I know in writing this out in the open, I will lose readers. And that is alright, readers that want to leave. I totally understand. I’ll also turn potential employers away. And that is alright, potential employers. I totally understand. No one wants to read about someone else’s misery. It sounds pathetic, self centered, whiny and stupid. But, write I will, because today I still can.
The thing about slipping away, slipping under, the light getting smaller and smaller, is that you don’t realize it’s happening until it’s too late.
You’re going along, not thinking about how things are getting incrementally harder because you’ve always had days that are harder. And then get better. And then harder again and then better again ad nauseum until you are pretty much used to the ride. You don’t consider it remarkable anymore because it’s your “normal” life.
But the black hole is sneakier. The days get harder and harder. You’re waiting it out. You know if you just get through another day, things will get better again. So another day passes where you’re holding on with both hands. Then one hand. Then a few fingers. Then you notice your fingernails are torn and bloody stumps and finally, FINALLY, you realize you’re not going to be able to get back up. You are losing your grip completely and it’s too late to take precautionary measures. Way to late for that.
It becomes a life of lying under the water, looking at the world through goggles and trying not to think about all the ways you could die. Accidentally, of course.
And then it becomes a life of trying not to think of how to die on purpose. And you can’t even see out of the water anymore. Someone turned out the lights. You can’t hear or see or feel anything but extreme sad and bad and guilt.
“I’m trapped!” I yelled at the psychiatrist yesterday, “I can’t stay here and worry everyone while my mother-in-law has stage4 cancer and I should be taking care of her! I can’t go see family because they would worry the whole time I’m there! I can’t stay alive because this is how things will be the rest of my life – up, down, up, down – I can’t do it anymore! And I can’t kill myself because my kids would never get over it!”
It feels like I’m trapped in hell.
A med change is underway. I don’t feel better, I feel weird. Even more distant from my surroundings and I care even less.
I can write this because I’m a writer and this is what I do. I can’t change anything in my brain because this is how I am. I haven’t stopped crying for over 2 weeks and I shake all the time. I don’t want food. I only want to drink and fall asleep. But I don’t. I just think about it. Because maybe I won’t wake up. That would be nice.
My husband says, “There are lots of people who want you around, and alive. I love you Leah. You are valuable and precious.” I hear it but I can’t hear it because it feels like a lie. I didn’t think I would get married again after my divorce in 2002. I figured no one should be married to the mess that is me. But, I did marry. And he’s wonderful. And I fill his life with stress and drama and worry. In loving him I’ve ruined his life. If I really loved him, I would leave him.
This is the black hole talking. In this flash of sanity, I know it. But, sometimes the black hole just takes over everything and reason and sanity are nowhere.

▶ **Source data**
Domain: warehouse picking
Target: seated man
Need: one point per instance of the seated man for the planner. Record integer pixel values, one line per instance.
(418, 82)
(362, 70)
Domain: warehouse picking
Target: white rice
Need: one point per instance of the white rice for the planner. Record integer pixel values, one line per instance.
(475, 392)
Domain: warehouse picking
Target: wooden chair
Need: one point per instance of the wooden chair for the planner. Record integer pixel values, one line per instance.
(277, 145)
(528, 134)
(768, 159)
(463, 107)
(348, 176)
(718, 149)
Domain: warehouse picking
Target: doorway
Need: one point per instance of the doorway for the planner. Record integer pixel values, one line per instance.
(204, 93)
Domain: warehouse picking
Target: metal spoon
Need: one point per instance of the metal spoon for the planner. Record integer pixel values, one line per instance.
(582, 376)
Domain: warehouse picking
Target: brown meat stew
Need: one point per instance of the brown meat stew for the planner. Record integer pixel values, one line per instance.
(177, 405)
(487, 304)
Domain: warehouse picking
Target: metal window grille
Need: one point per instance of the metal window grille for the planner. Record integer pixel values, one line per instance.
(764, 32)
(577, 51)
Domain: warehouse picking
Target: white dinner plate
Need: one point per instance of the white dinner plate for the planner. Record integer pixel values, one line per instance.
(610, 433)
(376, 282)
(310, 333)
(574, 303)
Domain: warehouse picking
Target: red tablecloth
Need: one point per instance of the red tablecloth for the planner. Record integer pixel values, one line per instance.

---

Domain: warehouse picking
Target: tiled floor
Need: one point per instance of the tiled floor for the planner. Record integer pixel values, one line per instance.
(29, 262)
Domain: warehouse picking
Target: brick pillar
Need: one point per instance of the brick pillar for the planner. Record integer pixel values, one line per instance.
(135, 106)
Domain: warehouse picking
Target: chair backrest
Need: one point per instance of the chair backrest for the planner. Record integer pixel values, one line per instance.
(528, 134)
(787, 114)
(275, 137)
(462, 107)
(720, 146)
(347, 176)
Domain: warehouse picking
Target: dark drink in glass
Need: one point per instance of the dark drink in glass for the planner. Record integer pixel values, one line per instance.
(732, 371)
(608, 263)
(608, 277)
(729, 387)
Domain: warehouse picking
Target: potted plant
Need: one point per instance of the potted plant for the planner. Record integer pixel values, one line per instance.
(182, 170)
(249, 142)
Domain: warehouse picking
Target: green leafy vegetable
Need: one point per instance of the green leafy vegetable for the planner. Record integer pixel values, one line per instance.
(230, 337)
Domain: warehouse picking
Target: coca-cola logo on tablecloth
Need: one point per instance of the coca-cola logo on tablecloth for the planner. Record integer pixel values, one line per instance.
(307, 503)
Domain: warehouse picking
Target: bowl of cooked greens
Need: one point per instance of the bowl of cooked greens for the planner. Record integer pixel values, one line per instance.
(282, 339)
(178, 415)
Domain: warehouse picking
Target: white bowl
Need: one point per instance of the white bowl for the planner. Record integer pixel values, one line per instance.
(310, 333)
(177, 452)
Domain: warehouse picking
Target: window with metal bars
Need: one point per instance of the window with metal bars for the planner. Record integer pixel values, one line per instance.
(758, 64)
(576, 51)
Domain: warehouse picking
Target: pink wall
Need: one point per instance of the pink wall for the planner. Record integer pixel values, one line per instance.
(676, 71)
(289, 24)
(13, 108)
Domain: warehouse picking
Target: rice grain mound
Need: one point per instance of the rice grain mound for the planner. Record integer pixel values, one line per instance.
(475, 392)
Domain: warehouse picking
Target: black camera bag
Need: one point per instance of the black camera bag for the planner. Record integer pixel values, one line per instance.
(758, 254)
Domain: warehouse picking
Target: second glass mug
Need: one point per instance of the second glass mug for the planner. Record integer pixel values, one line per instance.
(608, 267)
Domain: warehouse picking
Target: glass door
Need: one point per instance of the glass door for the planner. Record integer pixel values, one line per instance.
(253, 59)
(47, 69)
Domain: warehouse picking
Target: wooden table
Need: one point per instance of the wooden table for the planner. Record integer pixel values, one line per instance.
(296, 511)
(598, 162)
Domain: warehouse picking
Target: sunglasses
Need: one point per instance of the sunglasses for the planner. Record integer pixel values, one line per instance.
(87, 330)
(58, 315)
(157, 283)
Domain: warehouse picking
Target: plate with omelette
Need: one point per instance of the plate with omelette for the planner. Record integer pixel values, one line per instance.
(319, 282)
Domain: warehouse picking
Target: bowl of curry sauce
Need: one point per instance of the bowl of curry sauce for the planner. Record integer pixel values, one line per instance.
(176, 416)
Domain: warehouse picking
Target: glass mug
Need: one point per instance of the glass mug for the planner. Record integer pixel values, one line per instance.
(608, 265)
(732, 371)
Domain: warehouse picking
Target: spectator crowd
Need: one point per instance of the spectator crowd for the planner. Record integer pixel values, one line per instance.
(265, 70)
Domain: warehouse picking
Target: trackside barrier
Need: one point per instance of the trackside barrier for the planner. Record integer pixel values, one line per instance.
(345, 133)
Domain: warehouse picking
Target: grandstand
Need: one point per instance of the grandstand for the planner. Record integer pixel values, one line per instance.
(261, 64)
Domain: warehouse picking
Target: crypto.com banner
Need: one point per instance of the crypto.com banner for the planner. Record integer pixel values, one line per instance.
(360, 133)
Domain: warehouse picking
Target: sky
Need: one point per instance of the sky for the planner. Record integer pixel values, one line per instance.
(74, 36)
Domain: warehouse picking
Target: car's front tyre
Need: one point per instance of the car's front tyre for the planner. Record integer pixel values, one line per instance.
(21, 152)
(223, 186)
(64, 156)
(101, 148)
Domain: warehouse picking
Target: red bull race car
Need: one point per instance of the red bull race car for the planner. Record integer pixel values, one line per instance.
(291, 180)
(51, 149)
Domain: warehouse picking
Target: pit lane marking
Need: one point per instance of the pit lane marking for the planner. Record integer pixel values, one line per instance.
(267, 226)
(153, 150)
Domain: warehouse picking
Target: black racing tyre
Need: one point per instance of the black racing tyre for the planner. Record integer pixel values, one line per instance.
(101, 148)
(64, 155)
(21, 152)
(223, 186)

▶ **Required actions**
- a) In the essay on depression, what year was the writer's divorce?
- b) List the words the essay on depression uses for how writing about someone else's misery sounds.
- c) Summarize the essay on depression in three sentences.

▶ **Answers to the problems**
- a) 2002

- b) pathetic, self centered, whiny, stupid

- c) The writer describes depression as a black hole that creeps up gradually until it is too late to hold on and the struggle becomes trying not to think about how to die. A medication change is underway, but the writer feels trapped, has not stopped crying for over two weeks, and hears a husband's loving words as a lie. The writer recognizes this as the black hole talking, though at times it takes over and reason and sanity are nowhere.